Instructions
a: For the passage on the Free Trade Area of the Americas, decide whether each statement agrees with it: (i) the 4th Summit of the Americas was held in Mar del Plata, Argentina; (ii) the FTAA was officially announced at a ministerial meeting in Toronto; (iii) more than 500 business representatives had access to the FTAA negotiating documents. Answer yes or no for each and quote the words of the passage that decide it.
b: According to the passage on the Free Trade Area of the Americas, how many "measures of trade facilitation" did the trade ministers agree to implement at their November 1999 meeting in Toronto?
c: Continue the passage on the Free Trade Area of the Americas, picking up after its last sentence.

Excerpted passage

Ten years ago, on November 4-5, the city of Mar del Plata, Argentina, was the site of the 4th Summit of the Americas, which marked the death of the strategic project elaborated by the United States to ensure its hegemonic control of the Continent, known as the Free Trade Area of the Americas (FTAA).

 

The project of the FTAA was officially announced in the first Summit of the Americas that took place in Miami (December 1994) as the consequence of the "Americas Initiative” promoted by President George Bush (father) since 1991 to renew the "Pan-Americanism" of the Monroe Doctrine, formulated to preserve the hemispheric dominion of the United States.

 

Although it was presented as a virtuous scheme of trade integration, the proposal clearly looked to establish a juridical framework to protect liberalization policies, openness to trade and foreign investment and the consequent deregulation of the State, according to the neoliberal norms prescribed by the so-called "Washington consensus".

 

"Our objective with FTAA is to guarantee North American companies the control of a territory that goes from the Arctic Pole all the way to Antarctica, free access to the whole hemisphere without difficulties or obstacles for our products, services, technology, and capital and a single market of more than 800 million people, with a total income of over 11 billion dollars", as the former US Secretary of State, General Colin Powell, candidly stated at a hearing in the Congress of his country in 2001.

 

As Canadian researcher, Maude Barlow [1] noted "from the beginning the big companies and their associations and lobby groups have been an integral part of the process. In the United States, a variety of business committees advise the negotiators of that country, under a system of advisory trade committees and more than 500 business representatives have security clearance and access to the negotiating documents of the FTAA. In the ministerial meeting celebrated in Toronto in November 1999, the trade ministers agreed to implement 20 “measures of trade facilitation”, in a maximum period of one year, in order to speed up customs integration".

Supplied material

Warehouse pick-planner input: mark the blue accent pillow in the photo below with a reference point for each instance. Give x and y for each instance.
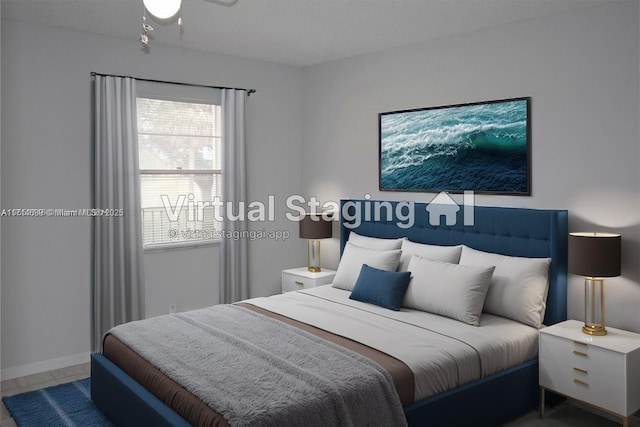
(381, 287)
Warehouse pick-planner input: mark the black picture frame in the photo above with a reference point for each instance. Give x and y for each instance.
(484, 147)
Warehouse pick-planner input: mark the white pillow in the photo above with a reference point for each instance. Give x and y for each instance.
(451, 290)
(354, 257)
(433, 252)
(519, 287)
(374, 242)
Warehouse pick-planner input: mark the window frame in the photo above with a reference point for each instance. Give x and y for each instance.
(178, 93)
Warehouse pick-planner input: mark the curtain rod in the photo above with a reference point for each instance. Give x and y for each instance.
(249, 91)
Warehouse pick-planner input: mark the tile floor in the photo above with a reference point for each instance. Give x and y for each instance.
(563, 415)
(34, 382)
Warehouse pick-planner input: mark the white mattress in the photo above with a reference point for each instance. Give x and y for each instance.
(442, 353)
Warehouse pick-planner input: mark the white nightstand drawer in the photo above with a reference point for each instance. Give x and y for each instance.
(295, 283)
(582, 355)
(591, 387)
(296, 279)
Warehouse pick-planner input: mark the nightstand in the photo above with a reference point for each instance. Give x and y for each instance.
(603, 371)
(295, 279)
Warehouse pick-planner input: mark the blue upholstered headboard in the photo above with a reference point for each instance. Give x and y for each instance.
(507, 231)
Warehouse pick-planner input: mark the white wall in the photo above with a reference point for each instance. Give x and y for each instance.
(46, 163)
(581, 69)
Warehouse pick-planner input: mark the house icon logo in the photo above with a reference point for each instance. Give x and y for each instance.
(444, 206)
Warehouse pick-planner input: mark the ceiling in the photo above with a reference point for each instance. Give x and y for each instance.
(292, 32)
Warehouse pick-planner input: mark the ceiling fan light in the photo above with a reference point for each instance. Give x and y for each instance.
(162, 9)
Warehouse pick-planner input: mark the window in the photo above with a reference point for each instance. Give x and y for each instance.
(179, 145)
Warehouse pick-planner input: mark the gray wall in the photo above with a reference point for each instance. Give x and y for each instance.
(580, 69)
(46, 163)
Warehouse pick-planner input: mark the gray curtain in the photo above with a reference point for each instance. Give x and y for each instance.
(118, 273)
(234, 272)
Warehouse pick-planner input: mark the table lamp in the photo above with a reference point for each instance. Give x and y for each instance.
(595, 256)
(314, 227)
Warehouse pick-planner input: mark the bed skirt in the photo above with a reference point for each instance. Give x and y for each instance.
(489, 401)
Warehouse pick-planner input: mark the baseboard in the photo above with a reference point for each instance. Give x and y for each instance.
(44, 366)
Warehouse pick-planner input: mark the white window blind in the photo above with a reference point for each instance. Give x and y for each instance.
(179, 146)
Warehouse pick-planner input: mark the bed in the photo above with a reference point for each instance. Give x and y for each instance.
(489, 400)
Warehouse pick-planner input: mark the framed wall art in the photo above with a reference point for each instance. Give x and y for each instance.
(483, 147)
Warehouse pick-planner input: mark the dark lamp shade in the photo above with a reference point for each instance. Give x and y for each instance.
(594, 254)
(315, 227)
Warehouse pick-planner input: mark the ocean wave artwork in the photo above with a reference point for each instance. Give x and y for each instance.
(481, 147)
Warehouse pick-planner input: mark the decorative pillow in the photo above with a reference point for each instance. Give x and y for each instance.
(374, 242)
(381, 287)
(519, 287)
(433, 252)
(451, 290)
(354, 257)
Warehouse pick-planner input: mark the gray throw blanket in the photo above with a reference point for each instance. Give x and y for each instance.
(257, 371)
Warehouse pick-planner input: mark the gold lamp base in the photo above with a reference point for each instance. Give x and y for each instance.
(313, 256)
(594, 306)
(598, 330)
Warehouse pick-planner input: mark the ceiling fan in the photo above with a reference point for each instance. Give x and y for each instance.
(165, 10)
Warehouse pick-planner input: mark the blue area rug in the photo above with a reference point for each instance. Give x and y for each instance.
(62, 405)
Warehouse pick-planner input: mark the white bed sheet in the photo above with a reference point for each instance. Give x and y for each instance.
(442, 353)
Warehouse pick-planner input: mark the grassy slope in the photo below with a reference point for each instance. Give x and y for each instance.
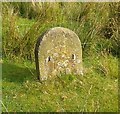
(22, 91)
(97, 90)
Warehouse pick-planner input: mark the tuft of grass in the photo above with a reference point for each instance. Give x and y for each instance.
(65, 93)
(25, 22)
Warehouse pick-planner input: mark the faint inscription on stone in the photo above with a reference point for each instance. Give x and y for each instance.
(57, 51)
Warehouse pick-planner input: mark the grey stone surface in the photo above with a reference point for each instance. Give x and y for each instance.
(57, 51)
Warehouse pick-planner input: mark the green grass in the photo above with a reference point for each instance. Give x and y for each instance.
(96, 91)
(66, 93)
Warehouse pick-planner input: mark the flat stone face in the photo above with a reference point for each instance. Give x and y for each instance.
(58, 51)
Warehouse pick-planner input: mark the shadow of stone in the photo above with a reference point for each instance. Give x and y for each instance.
(14, 73)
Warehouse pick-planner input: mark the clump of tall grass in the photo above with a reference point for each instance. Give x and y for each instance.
(23, 23)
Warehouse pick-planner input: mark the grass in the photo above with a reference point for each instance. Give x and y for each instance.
(66, 93)
(96, 24)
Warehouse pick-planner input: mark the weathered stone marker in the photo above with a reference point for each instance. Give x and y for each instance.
(57, 51)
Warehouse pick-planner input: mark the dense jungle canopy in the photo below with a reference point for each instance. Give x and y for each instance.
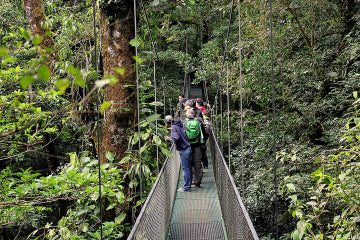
(69, 95)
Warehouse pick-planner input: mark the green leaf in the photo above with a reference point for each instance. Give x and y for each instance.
(291, 187)
(62, 84)
(26, 81)
(44, 73)
(138, 59)
(143, 148)
(80, 82)
(136, 42)
(85, 227)
(37, 40)
(357, 121)
(135, 138)
(166, 152)
(157, 104)
(153, 117)
(4, 52)
(120, 197)
(120, 71)
(109, 156)
(355, 95)
(157, 140)
(104, 106)
(9, 60)
(119, 219)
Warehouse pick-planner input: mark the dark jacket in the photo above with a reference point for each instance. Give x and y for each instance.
(178, 135)
(198, 113)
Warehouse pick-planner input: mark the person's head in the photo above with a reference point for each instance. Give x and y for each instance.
(181, 97)
(207, 113)
(190, 113)
(189, 103)
(199, 102)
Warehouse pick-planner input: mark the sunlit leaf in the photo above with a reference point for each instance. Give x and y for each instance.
(44, 73)
(136, 42)
(101, 83)
(62, 84)
(104, 106)
(37, 40)
(138, 59)
(109, 156)
(166, 152)
(120, 218)
(9, 60)
(80, 82)
(120, 71)
(4, 51)
(26, 81)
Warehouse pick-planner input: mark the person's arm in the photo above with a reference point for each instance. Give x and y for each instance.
(174, 135)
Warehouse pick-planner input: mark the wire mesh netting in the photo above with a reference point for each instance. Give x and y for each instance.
(154, 218)
(237, 222)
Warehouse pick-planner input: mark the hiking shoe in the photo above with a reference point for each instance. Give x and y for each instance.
(183, 190)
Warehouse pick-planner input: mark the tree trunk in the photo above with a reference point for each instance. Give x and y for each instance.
(36, 17)
(117, 29)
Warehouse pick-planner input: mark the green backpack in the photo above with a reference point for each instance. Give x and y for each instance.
(192, 130)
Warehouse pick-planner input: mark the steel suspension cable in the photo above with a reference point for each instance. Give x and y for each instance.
(138, 97)
(241, 106)
(273, 122)
(148, 28)
(220, 77)
(225, 47)
(156, 120)
(97, 117)
(228, 111)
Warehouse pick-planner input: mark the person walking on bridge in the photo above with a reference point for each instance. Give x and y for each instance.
(183, 146)
(195, 137)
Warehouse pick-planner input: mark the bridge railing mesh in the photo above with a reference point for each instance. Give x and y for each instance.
(155, 216)
(236, 219)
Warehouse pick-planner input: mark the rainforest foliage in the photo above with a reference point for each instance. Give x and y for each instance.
(56, 82)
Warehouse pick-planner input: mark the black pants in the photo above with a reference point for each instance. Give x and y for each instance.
(204, 156)
(196, 164)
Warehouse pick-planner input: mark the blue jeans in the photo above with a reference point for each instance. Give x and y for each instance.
(185, 158)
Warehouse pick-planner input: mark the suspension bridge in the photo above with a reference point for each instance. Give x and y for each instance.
(214, 211)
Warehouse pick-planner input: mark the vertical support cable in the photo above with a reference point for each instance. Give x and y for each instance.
(241, 107)
(98, 117)
(273, 123)
(138, 97)
(221, 123)
(156, 120)
(228, 110)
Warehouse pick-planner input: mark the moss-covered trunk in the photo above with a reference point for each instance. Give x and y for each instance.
(117, 29)
(35, 14)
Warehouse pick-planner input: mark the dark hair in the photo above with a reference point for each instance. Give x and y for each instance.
(207, 112)
(200, 102)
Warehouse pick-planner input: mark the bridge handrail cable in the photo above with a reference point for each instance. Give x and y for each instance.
(155, 215)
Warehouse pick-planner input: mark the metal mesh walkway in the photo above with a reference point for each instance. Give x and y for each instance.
(214, 211)
(197, 214)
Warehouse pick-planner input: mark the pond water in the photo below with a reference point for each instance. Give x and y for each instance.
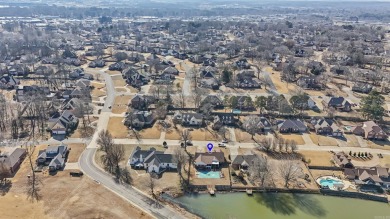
(282, 205)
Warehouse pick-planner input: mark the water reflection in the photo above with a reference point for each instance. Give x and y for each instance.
(287, 204)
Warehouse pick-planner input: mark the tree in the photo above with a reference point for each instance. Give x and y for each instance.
(261, 103)
(289, 171)
(260, 171)
(372, 106)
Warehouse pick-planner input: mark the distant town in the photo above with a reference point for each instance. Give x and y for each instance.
(103, 109)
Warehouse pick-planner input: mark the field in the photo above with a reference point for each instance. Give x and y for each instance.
(63, 196)
(296, 137)
(118, 81)
(117, 128)
(121, 104)
(318, 158)
(323, 140)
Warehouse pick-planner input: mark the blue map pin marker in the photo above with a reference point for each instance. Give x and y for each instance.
(210, 147)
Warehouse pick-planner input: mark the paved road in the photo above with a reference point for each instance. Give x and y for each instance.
(127, 192)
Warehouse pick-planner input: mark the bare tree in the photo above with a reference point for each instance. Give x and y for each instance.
(289, 171)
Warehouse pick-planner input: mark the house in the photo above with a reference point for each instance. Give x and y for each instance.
(142, 102)
(370, 130)
(342, 160)
(140, 119)
(8, 82)
(53, 156)
(326, 127)
(366, 177)
(12, 159)
(362, 87)
(338, 103)
(309, 82)
(189, 119)
(60, 125)
(243, 162)
(152, 160)
(212, 160)
(292, 126)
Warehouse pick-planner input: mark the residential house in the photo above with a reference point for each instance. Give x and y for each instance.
(370, 130)
(309, 82)
(338, 103)
(61, 125)
(362, 87)
(292, 126)
(53, 156)
(8, 82)
(342, 160)
(142, 102)
(189, 119)
(152, 160)
(243, 162)
(140, 119)
(326, 127)
(12, 159)
(212, 160)
(368, 179)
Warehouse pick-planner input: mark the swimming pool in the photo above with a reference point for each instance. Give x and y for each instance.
(331, 183)
(209, 174)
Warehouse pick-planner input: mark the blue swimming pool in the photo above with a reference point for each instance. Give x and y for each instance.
(329, 182)
(209, 174)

Responses for each task
a:
(i) Yes: "the city of Mar del Plata, Argentina, was the site of the 4th Summit of the Americas"
(ii) No: "officially announced in the first Summit of the Americas that took place in Miami (December 1994)"
(iii) Yes: "more than 500 business representatives have security clearance and access to the negotiating documents of the FTAA"

b: Twenty measures, to be implemented within a maximum period of one year.

c:
Although it is based on the North American Free Trade Agreement – NAFTA, involving Canada, the United States and Mexico – that began on January 1, 1994, the FTAA goes much further since it introduces all the regulations of the services agreement proposed by the World Trade Organization (WTO), as well as "new dispositions in policies of competition, public sector purchases, access to markets and resolution of controversies that, together with the inclusion of services and investment, could undermine the ability of all the governments of the Americas to create and uphold laws, norms and regulations destined to protect health, security and welfare of their citizens and of the environment they share. In addition, the FTAA negotiators seem to have decided to emulate the WTO rather than NAFTA in key areas of normalization and controversy resolution, where the rules of the WTO are more rigorous... (and) once again, as with previous agreements such as NAFTA or the WTO, this free trade agreement does not include in the main text any guarantee that protects workers, human rights, social security or sanitary and environmental norms” [2].

 

The course of the negotiations

 

For the negotiations of this agreement, with the participation of 34 of the 35 countries of the continent, due to the exclusion of Cuba, are nine roundtables or governmental commissions covering the following themes: agriculture, public sector purchases, investments, free access to markets, subsidies, services, intellectual property rights, competition policy and controversy tribunals. To this we can add the support of the tripartite committee made up of the Inter-American Development Bank (IADB) the Organization of American States (OAS) and the Economic Commission for Latin America and the Caribbean (ECLAC).

 

Nevertheless, the initiative initially was not to take off until the realization of the 2nd Summit of the Americas, that took place in Santiago de Chile in April of 1998, where the Committee of Commercial Negotiations (CCN) was established, made up of the vice-Ministers of trade of each country. And to reinforce this, in April of 2001 there was the 3rd Summit in the city of Quebec, Canada, that determined that the FTAA would be formally initiated on January 1, 2005. At that time, with the exception of Hugo Chávez, the other governments bowed to the dictates of Washington.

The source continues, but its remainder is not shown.